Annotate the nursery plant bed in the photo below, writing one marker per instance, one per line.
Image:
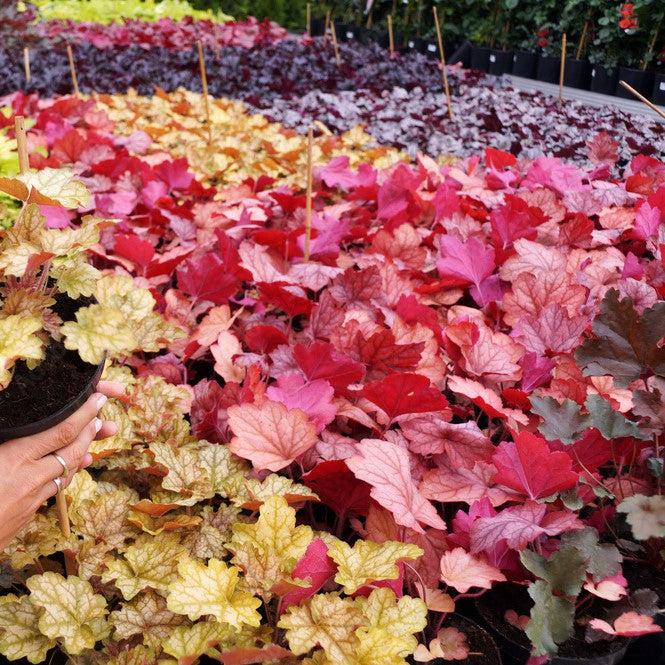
(482, 648)
(515, 644)
(38, 399)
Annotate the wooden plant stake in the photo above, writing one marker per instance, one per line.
(326, 29)
(643, 99)
(442, 56)
(26, 63)
(562, 70)
(582, 44)
(333, 32)
(308, 208)
(72, 71)
(204, 85)
(391, 36)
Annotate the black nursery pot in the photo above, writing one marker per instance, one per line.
(500, 62)
(514, 644)
(549, 69)
(603, 80)
(640, 80)
(479, 640)
(658, 95)
(480, 58)
(525, 64)
(41, 398)
(578, 74)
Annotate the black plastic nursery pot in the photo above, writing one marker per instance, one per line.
(514, 644)
(603, 80)
(641, 80)
(41, 398)
(482, 648)
(658, 95)
(549, 69)
(525, 64)
(578, 74)
(500, 62)
(480, 58)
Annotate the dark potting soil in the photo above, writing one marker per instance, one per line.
(492, 607)
(36, 394)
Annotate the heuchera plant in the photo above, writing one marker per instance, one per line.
(287, 480)
(39, 263)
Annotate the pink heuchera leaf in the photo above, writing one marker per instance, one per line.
(312, 397)
(647, 221)
(385, 466)
(629, 624)
(316, 566)
(527, 465)
(519, 525)
(463, 571)
(470, 260)
(270, 435)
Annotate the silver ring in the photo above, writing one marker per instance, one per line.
(63, 464)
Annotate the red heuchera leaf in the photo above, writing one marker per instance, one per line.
(382, 356)
(269, 434)
(338, 488)
(280, 297)
(320, 360)
(399, 394)
(519, 525)
(527, 465)
(316, 566)
(312, 397)
(205, 279)
(385, 466)
(514, 220)
(470, 260)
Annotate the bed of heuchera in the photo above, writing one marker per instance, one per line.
(461, 387)
(399, 101)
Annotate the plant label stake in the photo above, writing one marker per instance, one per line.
(26, 63)
(308, 208)
(643, 99)
(72, 70)
(326, 28)
(391, 36)
(24, 166)
(562, 70)
(204, 86)
(442, 56)
(333, 32)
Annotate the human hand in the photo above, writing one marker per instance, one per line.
(28, 466)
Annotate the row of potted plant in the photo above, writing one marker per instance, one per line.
(607, 42)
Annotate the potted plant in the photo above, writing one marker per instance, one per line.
(60, 319)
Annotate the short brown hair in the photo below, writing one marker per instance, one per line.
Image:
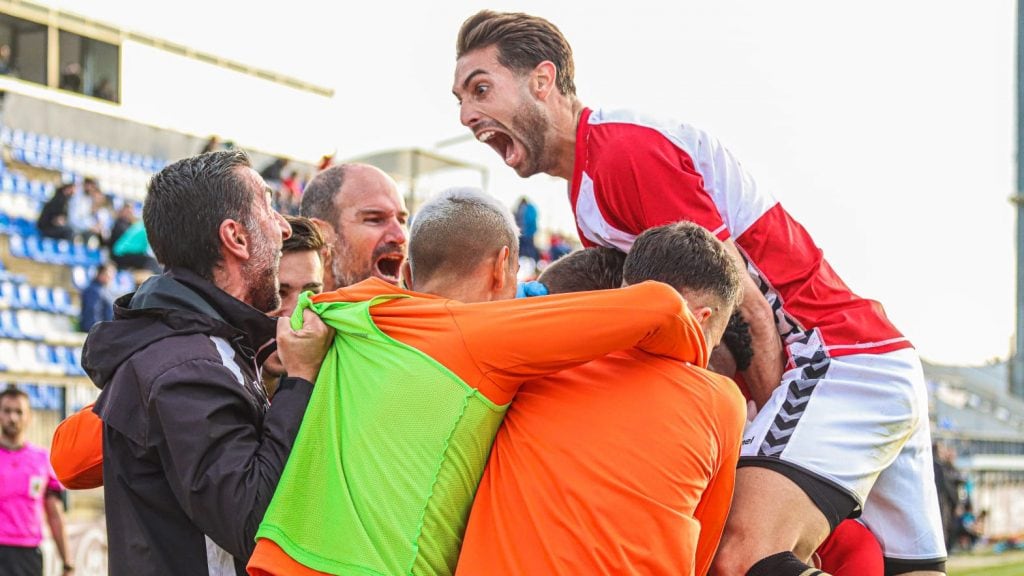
(456, 231)
(523, 41)
(686, 257)
(12, 392)
(305, 236)
(593, 269)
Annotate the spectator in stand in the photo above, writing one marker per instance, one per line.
(326, 162)
(525, 218)
(28, 489)
(71, 78)
(88, 213)
(290, 194)
(558, 247)
(947, 483)
(52, 220)
(126, 216)
(211, 145)
(271, 173)
(132, 251)
(104, 89)
(97, 301)
(6, 64)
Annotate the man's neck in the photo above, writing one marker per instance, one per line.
(563, 140)
(230, 280)
(11, 443)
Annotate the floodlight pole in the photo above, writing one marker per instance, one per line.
(1017, 362)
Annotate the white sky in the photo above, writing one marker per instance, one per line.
(887, 128)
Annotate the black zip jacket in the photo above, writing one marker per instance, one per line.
(192, 449)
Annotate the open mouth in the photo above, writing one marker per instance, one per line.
(388, 266)
(501, 142)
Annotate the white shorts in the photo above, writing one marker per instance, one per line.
(860, 424)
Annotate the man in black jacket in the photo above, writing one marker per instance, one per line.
(193, 450)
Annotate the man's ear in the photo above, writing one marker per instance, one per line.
(702, 314)
(327, 231)
(407, 276)
(542, 80)
(500, 270)
(233, 239)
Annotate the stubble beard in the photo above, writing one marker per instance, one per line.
(260, 273)
(342, 265)
(530, 124)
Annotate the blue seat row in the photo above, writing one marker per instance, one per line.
(20, 295)
(49, 250)
(36, 147)
(37, 358)
(35, 190)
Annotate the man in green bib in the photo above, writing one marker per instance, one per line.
(384, 469)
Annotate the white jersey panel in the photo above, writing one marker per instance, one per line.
(733, 191)
(592, 222)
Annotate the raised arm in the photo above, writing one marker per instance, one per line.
(516, 340)
(767, 365)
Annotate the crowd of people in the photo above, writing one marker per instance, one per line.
(346, 392)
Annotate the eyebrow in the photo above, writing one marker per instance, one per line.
(366, 211)
(472, 75)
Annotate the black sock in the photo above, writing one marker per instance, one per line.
(782, 564)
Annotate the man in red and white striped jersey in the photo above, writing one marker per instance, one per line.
(842, 430)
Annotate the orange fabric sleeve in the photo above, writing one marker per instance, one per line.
(516, 340)
(269, 560)
(77, 451)
(712, 511)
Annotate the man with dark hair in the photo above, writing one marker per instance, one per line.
(97, 302)
(301, 271)
(363, 217)
(52, 221)
(841, 433)
(626, 464)
(423, 378)
(192, 449)
(28, 487)
(77, 448)
(593, 269)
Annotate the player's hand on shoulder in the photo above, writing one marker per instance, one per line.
(302, 351)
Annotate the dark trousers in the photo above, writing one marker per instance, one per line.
(17, 561)
(137, 261)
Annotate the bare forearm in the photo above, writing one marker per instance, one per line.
(768, 361)
(54, 518)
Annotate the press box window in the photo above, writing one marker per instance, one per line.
(23, 49)
(89, 67)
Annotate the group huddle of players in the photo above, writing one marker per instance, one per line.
(454, 428)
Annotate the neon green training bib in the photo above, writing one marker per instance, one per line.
(391, 449)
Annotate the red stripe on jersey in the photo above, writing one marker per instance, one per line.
(632, 173)
(810, 290)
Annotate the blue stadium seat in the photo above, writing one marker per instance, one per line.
(31, 324)
(48, 251)
(72, 362)
(8, 294)
(26, 296)
(17, 246)
(9, 327)
(44, 298)
(62, 302)
(81, 275)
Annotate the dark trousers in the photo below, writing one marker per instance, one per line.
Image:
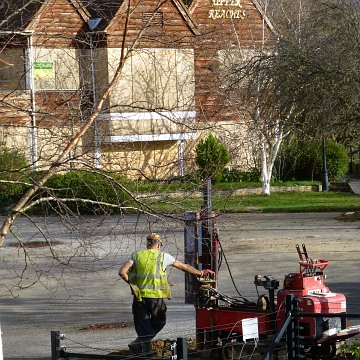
(149, 317)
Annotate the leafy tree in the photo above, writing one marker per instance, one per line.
(302, 160)
(211, 157)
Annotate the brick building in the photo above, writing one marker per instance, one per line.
(58, 58)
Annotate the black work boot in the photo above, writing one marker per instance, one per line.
(136, 346)
(147, 348)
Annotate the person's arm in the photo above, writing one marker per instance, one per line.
(124, 269)
(186, 268)
(191, 270)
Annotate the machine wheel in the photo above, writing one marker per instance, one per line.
(324, 352)
(238, 351)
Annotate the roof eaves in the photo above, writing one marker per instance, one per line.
(266, 18)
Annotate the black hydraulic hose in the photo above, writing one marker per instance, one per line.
(232, 279)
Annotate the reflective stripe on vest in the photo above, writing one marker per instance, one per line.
(148, 274)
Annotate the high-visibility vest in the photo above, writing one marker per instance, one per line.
(148, 274)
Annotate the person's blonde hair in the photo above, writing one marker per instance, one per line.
(152, 239)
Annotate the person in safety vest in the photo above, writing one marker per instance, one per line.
(146, 274)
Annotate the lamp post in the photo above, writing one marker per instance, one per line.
(325, 178)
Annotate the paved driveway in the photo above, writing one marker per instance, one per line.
(80, 287)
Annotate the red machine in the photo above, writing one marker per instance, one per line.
(242, 329)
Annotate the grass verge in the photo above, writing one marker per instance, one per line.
(277, 202)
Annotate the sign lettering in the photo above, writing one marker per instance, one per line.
(226, 9)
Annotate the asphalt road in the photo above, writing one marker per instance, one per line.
(73, 287)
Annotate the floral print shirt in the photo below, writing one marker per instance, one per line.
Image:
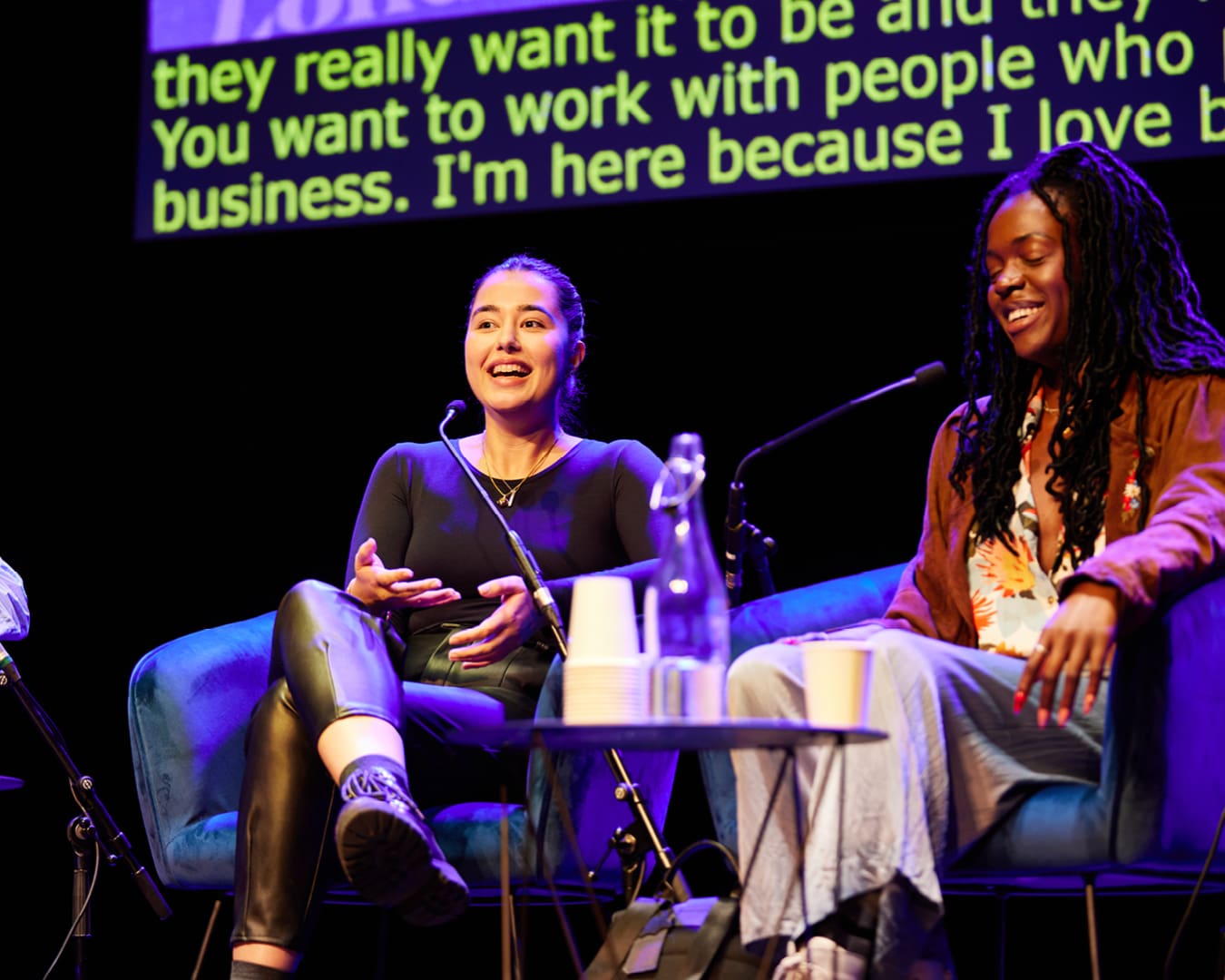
(1011, 594)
******
[OBJECTIVE]: Convert every record above into a two-column CSV with the header instruction,points, with one row per record: the record's text goes in the first field and its answer in the second, each field enclosed in double quotes and with line breaks replaced by spaces. Omit the pictures.

[ANSWER TO THIS PROBLEM]:
instruction,points
"Annotate the nursery plant bed in the photo below, writing one marker per instance, one per line. Image:","(482, 648) (515, 644) (38, 399)"
"Annotate the wooden plant stake in the photo above, writing one marker per instance, one per line.","(326, 29) (643, 99) (442, 56) (26, 63) (562, 70) (582, 44) (333, 32) (308, 208) (72, 71) (204, 85) (391, 36)"
"Annotate the black nursery pot in the photo above, writing one marker per instance, one per line.","(500, 62) (514, 644) (549, 69) (603, 80) (640, 80) (479, 640) (658, 95) (480, 58) (525, 64) (41, 398) (578, 74)"
"Annotate the black plastic nursery pot in the photo above, writing one marker per instance, one per line.","(514, 644) (603, 80) (641, 80) (41, 398) (482, 648) (658, 95) (549, 69) (525, 64) (578, 74) (500, 62) (480, 58)"
"Annotate the dark potting soil in the photo above, writing one marker per instance, one per line.","(492, 607) (36, 394)"
"Annotate the heuchera plant in the photo above, writing one marker per instance, one per line.","(287, 480) (39, 263)"
"Annotate the pink heuchera leaf in the photo above, writing one marker per instance, one per line.","(312, 397) (647, 221) (385, 466) (629, 624) (316, 566) (527, 465) (519, 525) (463, 571) (470, 260) (270, 435)"
"Annotate the silver ring in the photo above, writing one marker per instance, one per line.","(63, 464)"
"Annotate the red heuchera leaf in the photo above, writing one marker per instance, one per line.","(382, 356) (269, 434) (338, 488) (280, 297) (320, 360) (399, 394) (519, 525) (527, 465) (316, 566) (312, 397) (205, 279) (385, 466) (514, 220) (470, 260)"
"Annotate the bed of heuchera in the photo above, writing one marker per instance, one per line.","(461, 387) (399, 101)"
"Annotate the plant label stake in the photo above, writing one marker per instance, one per line.","(26, 63) (308, 208) (643, 99) (72, 70) (326, 28) (391, 36) (24, 166) (562, 70) (204, 86) (442, 56) (333, 32)"
"Annotate the human hand in the photo above, writing one marker per instance, one per line.","(28, 466)"
"Annotate the row of potted plant in the photo above, writing one marker per instance, one per line.","(607, 42)"
"Annotate the potted plant in the photo above, writing one marker per instance, one per line.","(60, 319)"
"Annotate the short brown hair in the photo below, writing one marker per instance, one per line. Image:","(456, 231) (523, 41) (686, 257) (12, 392) (305, 236) (593, 269)"
"Annotate the spectator in stand in the photo above, writing one marker per instance, one per line.","(326, 162) (525, 218) (28, 489) (71, 78) (88, 213) (290, 194) (558, 247) (947, 483) (52, 220) (126, 216) (211, 145) (271, 173) (132, 251) (104, 89) (97, 301) (6, 64)"
"Annotate the man's neck in the photo above, writing one marker per instance, one per line.","(563, 140) (230, 280) (11, 443)"
"Annotate the floodlight pole in the photo above, writing one marker per instance, one per line.","(1017, 362)"
"Annotate the white sky in the photo above, writing one marker per instance, one per line.","(887, 128)"
"Annotate the black zip jacket in the photo above, writing one marker per instance, one per line.","(192, 449)"
"Annotate the open mouth in the photo above, writing one marker per instance, one per line.","(388, 266) (501, 142)"
"Annotate the white shorts in the photo above, writing one marker per instance, one per line.","(860, 424)"
"Annotate the man in black jacket in the photo above, writing one marker per instance, one per line.","(193, 450)"
"Annotate the man's ear in the photo above, writing one marker per instance, one per line.","(702, 314) (327, 231) (407, 276) (542, 80) (500, 270) (233, 239)"
"Annotate the stubble beard in the photo above, writing one marker per instance, one per line.","(260, 273) (342, 265) (530, 124)"
"Annotate the blue seat row in the photo above, writing one marker per instance, one per line.","(20, 295) (49, 250) (36, 147) (37, 358) (35, 190)"
"Annotate the man in green bib in the photo above, writing one marker per instance, one per line.","(384, 469)"
"Annotate the white jersey panel in the photo above, writing one marker per instance, one per line.","(733, 191) (592, 222)"
"Annotate the raised arm in the photo above, writing one marker per instance, one per line.","(516, 340) (767, 365)"
"Annotate the crowd of people in the photo above, writing one marker per instance, one per line.","(346, 392)"
"Annotate the eyebrow in the photo above, writing one marker per instance, one per line.","(366, 211) (472, 75)"
"Annotate the black sock in the photo above, writing one marker per instance, one per line.","(782, 564)"
"Annotate the man in red and white striped jersey in the photo above, writing one marker per instance, one per line.","(842, 430)"
"Annotate the orange fabric sleeve in the photo above, writing one marker per instance, one per line.","(516, 340) (269, 560) (77, 451) (712, 511)"
"Annotate the man with dark hair in the photo above, writing one marker per instance, one per line.","(97, 302) (301, 271) (363, 217) (52, 221) (841, 433) (626, 464) (423, 378) (192, 449) (28, 487) (77, 448) (593, 269)"
"Annotate the player's hand on shoulder in the photo above, writing one marker per instance, one per line.","(302, 351)"
"Annotate the dark trousers in the photo above, writing one marker per instance, one per line.","(17, 561) (137, 261)"
"Annotate the bare forearm in the photo above, writing one marker per instance, one per line.","(768, 361) (54, 518)"
"Annotate the press box window in the photo above, writing one marker per instance, one per line.","(23, 49) (89, 67)"
"Annotate the group huddle of players in the photo above, writing one marker per instance, one per line.","(454, 428)"
"Annotate the neon green training bib in the photo above, writing one marker per instance, one per line.","(391, 449)"
"Annotate the red stripe on jersey in the photo above, writing one marker per instance, one per line.","(632, 173) (810, 290)"
"Annotate the blue stadium seat in the photo above, writing one marker per instance, one per line.","(31, 324) (48, 251) (72, 362) (8, 294) (26, 296) (17, 246) (9, 327) (44, 298) (62, 302) (81, 275)"
"Annotate the dark trousers in the photo below, writing one marker per instance, one per line. Image:","(149, 317)"
"Annotate the leafy tree in the photo above, writing one marker per instance, one per line.","(302, 160) (211, 157)"
"Annotate the brick building in the photo above, writing one marker per instance, one per line.","(58, 58)"
"Annotate the black work boot in the photo above, writing one marker per instance, one per line.","(136, 346) (147, 348)"
"Annotate the person's arm in the photo above, writing one marker per instance, one per line.","(124, 269) (186, 268) (191, 270)"
"Annotate the machine wheel in the photo above, writing one marker per instance, one per line.","(324, 352) (238, 351)"
"Annotate the roof eaves in the photo above, writing one marker per instance, one per line.","(266, 18)"
"Annotate the black hydraulic hose in the photo above, writing one marker per instance, one per line.","(232, 279)"
"Annotate the reflective stripe on vest in the photo above, writing one marker per instance, one per line.","(148, 274)"
"Annotate the high-visibility vest in the photo above, writing one marker per instance, one per line.","(148, 274)"
"Annotate the person's blonde hair in the photo above, writing one marker per instance, one per line.","(152, 239)"
"Annotate the person in safety vest in the photo above, writing one marker per instance, one per line.","(146, 274)"
"Annotate the lamp post in the photo above, writing one marker per instance, one per line.","(325, 178)"
"Annotate the paved driveway in the photo above, writing one marker per instance, one per line.","(80, 287)"
"Annotate the red machine in the photo above, writing one marker per instance, one per line.","(242, 329)"
"Annotate the grass verge in the photo above, writing one marker per instance, one per line.","(277, 202)"
"Annotate the sign lettering in the photo above, writing one marker per instance, one per line.","(226, 9)"
"Annotate the asphalt road in the photo above, writing one marker per instance, one per line.","(73, 287)"
"Annotate the floral print shirt in the photo below, writing one marker per instance, one per line. Image:","(1011, 594)"